Copy exactly the line that contains "Where can the silver patterned" plus all remaining lines of the data, and leave out every line before it.

(Beginning of Given entries)

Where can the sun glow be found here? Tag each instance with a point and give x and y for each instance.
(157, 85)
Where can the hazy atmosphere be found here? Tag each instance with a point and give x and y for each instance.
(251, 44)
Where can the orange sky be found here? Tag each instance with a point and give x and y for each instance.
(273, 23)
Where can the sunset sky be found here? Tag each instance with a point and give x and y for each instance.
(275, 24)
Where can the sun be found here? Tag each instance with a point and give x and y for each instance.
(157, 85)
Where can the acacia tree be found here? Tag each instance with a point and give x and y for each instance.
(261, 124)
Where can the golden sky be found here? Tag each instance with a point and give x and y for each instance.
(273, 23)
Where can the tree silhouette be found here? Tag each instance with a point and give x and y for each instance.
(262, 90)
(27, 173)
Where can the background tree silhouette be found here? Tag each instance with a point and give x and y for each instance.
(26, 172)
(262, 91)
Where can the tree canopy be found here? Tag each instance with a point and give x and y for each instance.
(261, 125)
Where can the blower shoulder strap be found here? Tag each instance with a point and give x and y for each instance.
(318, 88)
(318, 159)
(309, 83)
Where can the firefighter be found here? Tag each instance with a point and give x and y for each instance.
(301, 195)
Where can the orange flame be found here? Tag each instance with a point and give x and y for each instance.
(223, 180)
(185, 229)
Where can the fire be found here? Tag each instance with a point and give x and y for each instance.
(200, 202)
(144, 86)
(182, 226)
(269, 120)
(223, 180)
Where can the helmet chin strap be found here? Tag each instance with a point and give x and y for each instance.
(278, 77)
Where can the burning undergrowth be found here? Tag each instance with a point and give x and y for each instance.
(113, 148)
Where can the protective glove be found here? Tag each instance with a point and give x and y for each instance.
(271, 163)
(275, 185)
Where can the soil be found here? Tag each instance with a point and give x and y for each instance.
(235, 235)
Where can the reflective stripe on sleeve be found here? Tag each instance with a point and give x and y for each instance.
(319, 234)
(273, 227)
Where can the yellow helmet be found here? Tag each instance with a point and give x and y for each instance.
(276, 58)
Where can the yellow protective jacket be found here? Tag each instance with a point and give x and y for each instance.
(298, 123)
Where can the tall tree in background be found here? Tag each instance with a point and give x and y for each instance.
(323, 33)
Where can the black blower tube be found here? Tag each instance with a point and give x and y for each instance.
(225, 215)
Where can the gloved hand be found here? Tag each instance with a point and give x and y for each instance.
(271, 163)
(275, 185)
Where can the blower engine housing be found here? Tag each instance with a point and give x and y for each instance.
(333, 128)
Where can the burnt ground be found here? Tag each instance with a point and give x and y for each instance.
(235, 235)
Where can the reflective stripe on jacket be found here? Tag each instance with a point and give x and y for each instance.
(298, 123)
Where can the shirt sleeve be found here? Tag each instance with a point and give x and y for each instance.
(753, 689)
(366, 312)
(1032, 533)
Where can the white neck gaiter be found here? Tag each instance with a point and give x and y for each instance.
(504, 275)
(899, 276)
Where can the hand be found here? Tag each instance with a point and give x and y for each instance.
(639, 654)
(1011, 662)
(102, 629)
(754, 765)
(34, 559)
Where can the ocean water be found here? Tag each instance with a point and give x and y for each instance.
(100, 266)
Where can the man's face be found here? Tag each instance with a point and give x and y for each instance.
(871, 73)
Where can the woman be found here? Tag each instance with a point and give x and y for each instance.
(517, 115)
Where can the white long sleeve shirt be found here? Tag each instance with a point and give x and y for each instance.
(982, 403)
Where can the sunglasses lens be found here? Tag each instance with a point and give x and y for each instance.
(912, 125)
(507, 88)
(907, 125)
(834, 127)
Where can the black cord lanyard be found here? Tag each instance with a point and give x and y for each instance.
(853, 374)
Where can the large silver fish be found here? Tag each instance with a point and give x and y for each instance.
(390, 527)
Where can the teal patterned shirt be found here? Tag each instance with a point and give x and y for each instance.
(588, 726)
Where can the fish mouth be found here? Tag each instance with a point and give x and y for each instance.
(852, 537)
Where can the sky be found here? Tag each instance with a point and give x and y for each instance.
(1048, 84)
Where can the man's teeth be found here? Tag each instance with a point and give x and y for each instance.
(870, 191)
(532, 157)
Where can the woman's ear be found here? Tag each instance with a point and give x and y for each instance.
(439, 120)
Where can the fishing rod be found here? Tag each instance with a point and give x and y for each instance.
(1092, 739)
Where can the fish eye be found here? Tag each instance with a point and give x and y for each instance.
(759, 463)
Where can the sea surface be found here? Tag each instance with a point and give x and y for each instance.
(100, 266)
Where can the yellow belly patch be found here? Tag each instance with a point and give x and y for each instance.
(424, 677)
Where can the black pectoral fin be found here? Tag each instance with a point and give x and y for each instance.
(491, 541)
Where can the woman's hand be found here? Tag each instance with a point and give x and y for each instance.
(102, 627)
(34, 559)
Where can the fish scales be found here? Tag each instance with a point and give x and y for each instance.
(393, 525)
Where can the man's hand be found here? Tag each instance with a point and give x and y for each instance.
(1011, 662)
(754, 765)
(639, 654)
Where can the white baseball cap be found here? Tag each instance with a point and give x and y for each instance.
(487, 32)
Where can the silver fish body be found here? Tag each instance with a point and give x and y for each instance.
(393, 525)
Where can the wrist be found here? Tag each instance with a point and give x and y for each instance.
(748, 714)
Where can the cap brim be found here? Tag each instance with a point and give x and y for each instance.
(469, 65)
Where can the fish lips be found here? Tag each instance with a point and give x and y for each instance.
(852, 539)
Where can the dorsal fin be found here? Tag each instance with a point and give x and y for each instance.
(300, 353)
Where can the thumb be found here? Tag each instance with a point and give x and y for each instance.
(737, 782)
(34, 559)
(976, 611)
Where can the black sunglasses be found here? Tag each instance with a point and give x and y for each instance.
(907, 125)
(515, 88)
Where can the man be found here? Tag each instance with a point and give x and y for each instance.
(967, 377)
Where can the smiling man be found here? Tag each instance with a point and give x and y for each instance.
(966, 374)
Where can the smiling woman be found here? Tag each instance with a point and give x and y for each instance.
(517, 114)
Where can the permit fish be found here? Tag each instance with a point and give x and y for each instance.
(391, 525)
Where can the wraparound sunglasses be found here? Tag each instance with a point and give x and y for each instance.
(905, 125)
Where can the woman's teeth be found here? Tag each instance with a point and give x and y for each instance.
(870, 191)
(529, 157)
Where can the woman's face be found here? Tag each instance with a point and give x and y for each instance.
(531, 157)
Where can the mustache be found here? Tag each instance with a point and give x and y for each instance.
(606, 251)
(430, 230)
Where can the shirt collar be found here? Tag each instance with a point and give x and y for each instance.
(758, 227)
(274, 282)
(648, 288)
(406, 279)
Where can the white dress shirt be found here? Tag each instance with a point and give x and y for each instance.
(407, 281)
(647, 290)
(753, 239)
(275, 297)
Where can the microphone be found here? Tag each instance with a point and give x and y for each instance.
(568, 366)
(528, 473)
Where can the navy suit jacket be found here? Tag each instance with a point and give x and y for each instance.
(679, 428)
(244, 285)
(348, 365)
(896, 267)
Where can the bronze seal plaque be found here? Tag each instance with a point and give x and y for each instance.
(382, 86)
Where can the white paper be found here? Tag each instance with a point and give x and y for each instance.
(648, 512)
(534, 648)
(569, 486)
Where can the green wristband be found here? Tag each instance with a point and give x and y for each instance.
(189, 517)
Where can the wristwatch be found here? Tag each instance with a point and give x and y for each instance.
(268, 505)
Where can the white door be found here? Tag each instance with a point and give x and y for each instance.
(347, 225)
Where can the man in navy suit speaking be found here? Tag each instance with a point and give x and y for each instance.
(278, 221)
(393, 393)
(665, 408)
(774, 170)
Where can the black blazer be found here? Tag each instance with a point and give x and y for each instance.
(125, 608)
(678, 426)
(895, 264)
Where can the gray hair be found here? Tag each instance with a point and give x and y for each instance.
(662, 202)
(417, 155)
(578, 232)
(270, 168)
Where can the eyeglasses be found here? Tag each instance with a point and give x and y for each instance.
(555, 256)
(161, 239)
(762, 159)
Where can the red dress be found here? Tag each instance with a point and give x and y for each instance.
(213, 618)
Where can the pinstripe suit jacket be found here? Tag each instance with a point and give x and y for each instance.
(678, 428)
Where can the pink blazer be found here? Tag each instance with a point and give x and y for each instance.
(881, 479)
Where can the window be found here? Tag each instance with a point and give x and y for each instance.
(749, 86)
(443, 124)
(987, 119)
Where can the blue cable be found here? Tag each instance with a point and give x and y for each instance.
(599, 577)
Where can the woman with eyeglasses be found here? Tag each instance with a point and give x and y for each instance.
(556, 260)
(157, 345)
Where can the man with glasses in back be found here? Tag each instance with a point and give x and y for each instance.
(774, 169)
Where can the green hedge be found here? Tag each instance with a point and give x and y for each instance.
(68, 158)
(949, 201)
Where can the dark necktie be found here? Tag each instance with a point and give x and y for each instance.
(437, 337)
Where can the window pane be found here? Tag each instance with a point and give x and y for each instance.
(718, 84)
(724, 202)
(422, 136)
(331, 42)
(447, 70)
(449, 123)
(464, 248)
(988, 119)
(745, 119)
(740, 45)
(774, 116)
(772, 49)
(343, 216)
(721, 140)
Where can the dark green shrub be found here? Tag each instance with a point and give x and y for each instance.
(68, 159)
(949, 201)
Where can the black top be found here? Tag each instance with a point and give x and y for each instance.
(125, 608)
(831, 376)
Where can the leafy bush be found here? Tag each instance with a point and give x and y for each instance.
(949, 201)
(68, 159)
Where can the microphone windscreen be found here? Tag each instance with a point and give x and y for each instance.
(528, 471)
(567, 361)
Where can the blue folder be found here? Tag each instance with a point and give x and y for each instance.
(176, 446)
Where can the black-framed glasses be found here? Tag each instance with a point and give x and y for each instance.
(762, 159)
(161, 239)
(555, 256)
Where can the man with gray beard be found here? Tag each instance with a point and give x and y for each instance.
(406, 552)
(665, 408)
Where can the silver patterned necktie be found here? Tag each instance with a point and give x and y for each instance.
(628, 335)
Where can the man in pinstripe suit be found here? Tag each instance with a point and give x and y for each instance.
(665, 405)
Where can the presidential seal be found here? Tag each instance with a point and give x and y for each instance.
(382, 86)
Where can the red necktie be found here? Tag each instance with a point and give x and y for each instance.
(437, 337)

(End of Given entries)

Completed exercise
Where can the silver patterned necktie be found here? Tag each instance with a point and give x and y for each instance.
(628, 335)
Where can the man in pinstripe suit be found here? Tag each instance with a point and give x and y for each instance.
(665, 405)
Where can the presidential seal be found here? Tag each instance with a point and give x and y for each instance.
(382, 86)
Where can the red necktie be found here? Tag each instance with a point and give x and y for each instance.
(437, 337)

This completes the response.